Task statement — Identify each line in the records below that contains the word "black", and copy every such line in full.
_ _ _
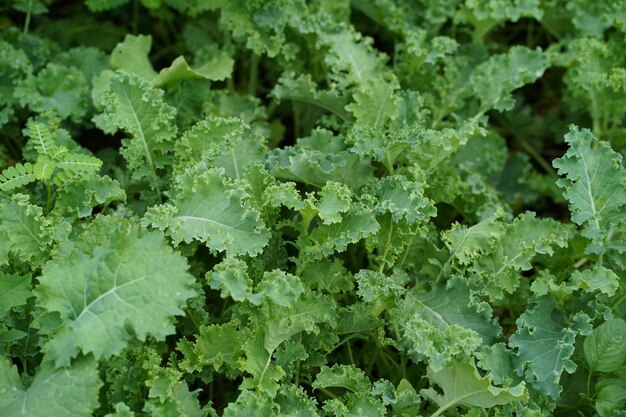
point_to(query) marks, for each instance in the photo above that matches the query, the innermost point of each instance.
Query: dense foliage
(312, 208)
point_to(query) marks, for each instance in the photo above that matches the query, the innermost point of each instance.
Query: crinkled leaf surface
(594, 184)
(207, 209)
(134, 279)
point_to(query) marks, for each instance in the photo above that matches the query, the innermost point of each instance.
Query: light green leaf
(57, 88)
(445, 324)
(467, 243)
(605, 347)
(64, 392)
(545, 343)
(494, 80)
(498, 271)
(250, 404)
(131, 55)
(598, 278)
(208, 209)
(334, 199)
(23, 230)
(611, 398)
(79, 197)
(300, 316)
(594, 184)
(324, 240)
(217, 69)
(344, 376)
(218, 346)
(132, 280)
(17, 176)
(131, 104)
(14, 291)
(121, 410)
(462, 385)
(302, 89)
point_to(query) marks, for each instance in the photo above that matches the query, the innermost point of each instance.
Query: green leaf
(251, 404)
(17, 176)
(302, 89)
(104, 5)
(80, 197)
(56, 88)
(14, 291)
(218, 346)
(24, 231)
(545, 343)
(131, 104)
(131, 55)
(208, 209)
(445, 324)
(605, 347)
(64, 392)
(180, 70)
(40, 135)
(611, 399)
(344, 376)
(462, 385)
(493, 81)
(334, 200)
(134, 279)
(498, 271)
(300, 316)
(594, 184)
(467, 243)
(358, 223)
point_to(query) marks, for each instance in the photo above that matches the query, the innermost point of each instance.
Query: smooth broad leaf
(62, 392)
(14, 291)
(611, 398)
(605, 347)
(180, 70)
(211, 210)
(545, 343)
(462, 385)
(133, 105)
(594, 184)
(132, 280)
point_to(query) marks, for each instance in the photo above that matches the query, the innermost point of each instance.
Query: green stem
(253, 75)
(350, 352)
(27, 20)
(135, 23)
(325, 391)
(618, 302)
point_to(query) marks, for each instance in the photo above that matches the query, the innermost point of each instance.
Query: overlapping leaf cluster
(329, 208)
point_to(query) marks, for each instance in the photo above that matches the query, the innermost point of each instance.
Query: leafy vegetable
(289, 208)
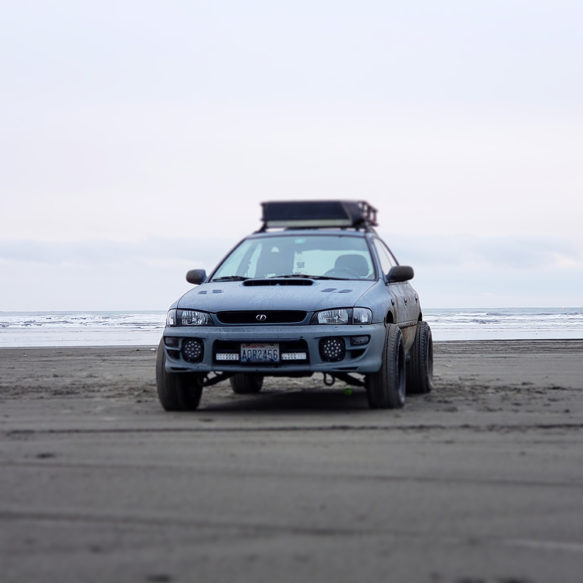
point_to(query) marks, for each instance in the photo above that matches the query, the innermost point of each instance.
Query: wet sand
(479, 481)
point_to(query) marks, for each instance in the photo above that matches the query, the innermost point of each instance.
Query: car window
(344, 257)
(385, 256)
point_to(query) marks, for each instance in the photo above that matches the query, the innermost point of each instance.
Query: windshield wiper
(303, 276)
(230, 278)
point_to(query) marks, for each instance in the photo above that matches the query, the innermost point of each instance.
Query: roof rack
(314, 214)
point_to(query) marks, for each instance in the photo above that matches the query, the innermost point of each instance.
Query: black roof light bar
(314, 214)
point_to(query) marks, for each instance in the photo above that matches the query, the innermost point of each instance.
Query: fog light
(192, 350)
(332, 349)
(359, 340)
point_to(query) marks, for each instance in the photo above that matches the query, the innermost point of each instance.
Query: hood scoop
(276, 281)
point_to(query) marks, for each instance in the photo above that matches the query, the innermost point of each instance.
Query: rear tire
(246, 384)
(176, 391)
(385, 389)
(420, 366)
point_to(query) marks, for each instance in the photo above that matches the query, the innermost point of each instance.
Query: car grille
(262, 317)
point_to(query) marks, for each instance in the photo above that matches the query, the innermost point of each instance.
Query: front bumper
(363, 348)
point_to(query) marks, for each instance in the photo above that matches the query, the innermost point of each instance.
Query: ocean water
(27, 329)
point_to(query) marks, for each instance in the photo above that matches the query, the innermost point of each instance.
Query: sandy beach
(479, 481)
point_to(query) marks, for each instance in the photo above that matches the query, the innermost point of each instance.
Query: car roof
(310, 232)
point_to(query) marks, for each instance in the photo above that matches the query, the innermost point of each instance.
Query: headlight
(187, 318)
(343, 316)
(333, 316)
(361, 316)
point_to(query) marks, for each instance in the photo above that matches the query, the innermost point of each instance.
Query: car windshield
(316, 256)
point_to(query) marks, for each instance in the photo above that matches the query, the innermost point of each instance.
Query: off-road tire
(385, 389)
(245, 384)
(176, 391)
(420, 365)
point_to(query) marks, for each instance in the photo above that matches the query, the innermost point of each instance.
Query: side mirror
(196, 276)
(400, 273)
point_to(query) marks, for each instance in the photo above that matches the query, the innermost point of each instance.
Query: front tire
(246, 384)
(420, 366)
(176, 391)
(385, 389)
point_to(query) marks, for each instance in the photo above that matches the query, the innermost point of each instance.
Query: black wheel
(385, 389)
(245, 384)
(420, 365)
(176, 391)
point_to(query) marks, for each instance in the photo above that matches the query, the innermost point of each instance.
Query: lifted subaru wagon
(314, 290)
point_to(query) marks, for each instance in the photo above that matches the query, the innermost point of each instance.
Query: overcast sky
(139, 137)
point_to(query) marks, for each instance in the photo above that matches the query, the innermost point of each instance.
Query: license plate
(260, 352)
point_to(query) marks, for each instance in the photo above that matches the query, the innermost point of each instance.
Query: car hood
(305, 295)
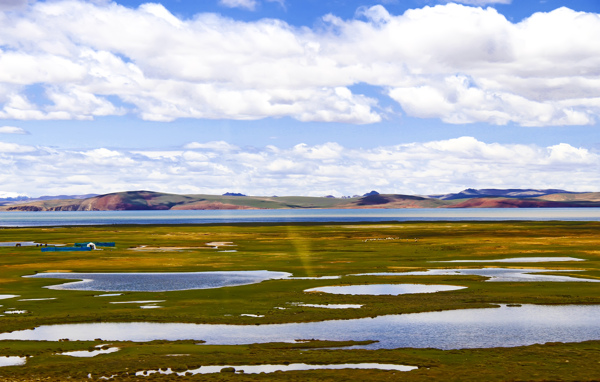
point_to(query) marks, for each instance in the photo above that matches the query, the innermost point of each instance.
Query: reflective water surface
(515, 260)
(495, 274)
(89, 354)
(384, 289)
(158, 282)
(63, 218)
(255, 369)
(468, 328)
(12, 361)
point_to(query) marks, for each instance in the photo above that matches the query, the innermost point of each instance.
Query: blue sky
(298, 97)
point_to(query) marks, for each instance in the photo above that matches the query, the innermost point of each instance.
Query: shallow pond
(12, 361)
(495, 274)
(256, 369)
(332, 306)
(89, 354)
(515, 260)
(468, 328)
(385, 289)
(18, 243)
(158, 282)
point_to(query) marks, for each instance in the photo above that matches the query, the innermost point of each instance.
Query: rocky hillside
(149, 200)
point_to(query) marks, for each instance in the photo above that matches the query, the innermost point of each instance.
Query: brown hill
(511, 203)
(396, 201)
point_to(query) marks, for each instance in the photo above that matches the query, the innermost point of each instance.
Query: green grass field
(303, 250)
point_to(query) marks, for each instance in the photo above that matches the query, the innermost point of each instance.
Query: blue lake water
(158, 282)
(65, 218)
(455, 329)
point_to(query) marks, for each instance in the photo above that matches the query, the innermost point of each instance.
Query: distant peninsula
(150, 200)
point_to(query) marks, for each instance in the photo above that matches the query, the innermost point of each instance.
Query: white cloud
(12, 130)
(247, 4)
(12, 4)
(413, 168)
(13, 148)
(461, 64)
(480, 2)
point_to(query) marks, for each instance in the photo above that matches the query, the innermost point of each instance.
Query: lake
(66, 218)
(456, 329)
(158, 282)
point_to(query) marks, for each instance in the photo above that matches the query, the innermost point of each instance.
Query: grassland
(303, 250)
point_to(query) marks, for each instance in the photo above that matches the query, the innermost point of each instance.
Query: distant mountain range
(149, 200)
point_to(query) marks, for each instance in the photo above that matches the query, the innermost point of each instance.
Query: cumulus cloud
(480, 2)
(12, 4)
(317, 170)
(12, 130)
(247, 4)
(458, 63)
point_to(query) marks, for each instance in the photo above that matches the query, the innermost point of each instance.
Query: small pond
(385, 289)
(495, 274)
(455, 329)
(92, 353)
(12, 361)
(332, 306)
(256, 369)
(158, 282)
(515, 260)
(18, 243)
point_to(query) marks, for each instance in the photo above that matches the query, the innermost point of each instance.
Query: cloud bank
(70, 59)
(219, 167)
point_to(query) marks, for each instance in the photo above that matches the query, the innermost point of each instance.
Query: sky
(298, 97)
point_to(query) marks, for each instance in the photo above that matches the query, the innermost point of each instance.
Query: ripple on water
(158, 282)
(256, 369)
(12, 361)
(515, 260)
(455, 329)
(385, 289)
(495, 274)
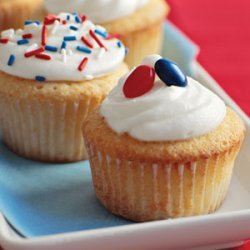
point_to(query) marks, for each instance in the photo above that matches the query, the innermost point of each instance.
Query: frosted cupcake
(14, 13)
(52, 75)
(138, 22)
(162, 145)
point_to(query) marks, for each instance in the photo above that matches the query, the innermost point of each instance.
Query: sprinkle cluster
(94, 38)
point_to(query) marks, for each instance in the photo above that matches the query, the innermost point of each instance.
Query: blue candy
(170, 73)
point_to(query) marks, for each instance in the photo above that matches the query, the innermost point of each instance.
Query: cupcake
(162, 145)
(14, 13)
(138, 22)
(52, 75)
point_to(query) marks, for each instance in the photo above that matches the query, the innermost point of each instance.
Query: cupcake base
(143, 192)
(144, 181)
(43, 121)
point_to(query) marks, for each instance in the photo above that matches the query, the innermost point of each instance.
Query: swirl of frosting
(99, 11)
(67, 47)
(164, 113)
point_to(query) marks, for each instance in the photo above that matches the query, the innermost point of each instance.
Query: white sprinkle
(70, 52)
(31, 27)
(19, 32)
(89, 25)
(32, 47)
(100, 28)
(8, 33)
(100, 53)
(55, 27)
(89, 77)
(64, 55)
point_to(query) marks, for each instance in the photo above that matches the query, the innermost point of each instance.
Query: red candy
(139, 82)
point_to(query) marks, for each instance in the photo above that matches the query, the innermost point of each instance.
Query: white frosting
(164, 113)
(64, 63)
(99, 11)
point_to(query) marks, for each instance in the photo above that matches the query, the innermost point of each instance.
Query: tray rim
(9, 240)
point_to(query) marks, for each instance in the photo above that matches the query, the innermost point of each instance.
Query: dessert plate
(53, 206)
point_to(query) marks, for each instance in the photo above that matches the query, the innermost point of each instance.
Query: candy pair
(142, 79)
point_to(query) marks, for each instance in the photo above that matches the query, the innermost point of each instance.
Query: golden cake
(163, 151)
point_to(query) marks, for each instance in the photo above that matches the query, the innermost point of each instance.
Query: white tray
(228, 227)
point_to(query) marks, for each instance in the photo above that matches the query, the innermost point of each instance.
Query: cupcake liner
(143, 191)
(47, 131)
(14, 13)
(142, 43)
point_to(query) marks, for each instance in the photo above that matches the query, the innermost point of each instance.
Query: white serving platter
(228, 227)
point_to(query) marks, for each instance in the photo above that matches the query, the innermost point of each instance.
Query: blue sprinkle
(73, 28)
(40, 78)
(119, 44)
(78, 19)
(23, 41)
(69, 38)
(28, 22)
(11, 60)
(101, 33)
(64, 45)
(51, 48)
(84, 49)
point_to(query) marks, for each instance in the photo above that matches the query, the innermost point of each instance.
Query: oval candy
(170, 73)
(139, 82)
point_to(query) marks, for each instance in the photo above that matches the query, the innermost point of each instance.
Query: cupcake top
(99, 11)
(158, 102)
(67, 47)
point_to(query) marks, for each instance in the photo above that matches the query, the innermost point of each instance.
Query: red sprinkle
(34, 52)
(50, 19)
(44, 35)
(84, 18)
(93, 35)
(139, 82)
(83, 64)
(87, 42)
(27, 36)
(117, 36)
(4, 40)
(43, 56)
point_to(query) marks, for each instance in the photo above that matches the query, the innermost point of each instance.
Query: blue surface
_ _ _
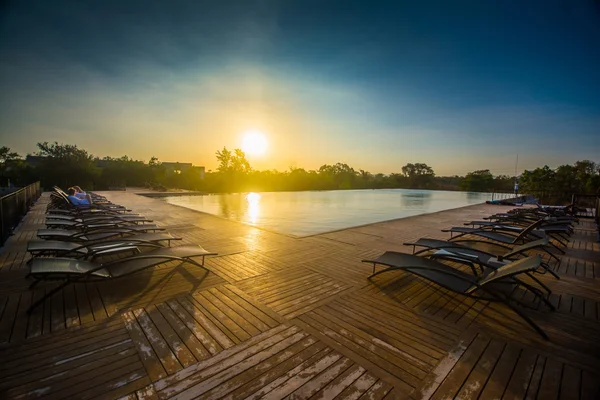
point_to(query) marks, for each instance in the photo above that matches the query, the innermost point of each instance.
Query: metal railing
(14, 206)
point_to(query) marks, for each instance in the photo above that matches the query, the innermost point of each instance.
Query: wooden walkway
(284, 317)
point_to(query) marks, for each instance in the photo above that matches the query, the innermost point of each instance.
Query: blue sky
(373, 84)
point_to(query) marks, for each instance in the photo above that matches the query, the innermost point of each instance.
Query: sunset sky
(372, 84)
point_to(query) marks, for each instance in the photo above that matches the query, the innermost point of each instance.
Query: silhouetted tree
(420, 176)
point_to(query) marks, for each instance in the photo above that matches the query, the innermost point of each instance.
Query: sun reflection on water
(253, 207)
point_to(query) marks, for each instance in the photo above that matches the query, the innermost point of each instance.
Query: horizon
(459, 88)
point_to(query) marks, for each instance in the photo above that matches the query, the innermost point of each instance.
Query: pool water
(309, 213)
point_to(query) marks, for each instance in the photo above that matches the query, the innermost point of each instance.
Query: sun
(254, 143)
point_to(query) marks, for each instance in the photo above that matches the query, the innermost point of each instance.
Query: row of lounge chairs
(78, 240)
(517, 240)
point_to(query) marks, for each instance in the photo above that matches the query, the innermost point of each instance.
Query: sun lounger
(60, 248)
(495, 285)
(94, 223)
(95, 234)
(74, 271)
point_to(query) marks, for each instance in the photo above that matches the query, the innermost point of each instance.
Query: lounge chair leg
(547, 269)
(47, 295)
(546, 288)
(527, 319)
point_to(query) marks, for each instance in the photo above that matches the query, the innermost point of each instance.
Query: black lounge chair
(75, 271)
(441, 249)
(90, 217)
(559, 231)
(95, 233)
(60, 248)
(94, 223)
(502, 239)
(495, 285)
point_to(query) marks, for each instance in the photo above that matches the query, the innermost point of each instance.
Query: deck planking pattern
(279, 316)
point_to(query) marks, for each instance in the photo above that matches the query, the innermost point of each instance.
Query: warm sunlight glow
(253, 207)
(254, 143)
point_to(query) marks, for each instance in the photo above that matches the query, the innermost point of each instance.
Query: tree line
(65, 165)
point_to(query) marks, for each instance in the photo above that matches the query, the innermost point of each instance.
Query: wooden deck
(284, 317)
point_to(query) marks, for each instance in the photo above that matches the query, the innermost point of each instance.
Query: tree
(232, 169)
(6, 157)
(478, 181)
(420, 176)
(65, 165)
_ _ _
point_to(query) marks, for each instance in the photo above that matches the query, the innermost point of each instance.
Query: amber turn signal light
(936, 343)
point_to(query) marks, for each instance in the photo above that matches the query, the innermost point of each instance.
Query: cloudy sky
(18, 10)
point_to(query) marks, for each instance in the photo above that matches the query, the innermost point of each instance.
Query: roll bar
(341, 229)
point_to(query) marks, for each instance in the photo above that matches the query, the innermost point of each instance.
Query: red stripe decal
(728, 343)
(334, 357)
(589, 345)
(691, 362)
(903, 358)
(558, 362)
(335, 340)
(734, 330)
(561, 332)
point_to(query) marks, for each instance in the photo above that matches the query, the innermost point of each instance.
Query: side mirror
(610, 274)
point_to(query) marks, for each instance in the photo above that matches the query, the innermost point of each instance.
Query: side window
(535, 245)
_ _ _
Answer to this problem —
Query: black roof light bar
Query: black wheel
Query: black lounge chair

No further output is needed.